- _TASK DETAILS_
Convert the entries below into a two-column CSV with the header names "instruction" and "output". Each entry gets one row, with its text and its answer each in a single quoted field and every line break replaced by a space.

-- begin ENTRIES PROVIDED --

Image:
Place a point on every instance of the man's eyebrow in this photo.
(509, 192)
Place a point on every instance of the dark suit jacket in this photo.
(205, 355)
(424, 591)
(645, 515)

-- end ENTRIES PROVIDED --

- _SOLUTION TO THE PROBLEM_
instruction,output
"Image: Place a point on every instance of the man's eyebrow in this photo.","(509, 192)"
"Place a point on every instance of the dark suit jacket in this photo.","(205, 355) (424, 591) (645, 515)"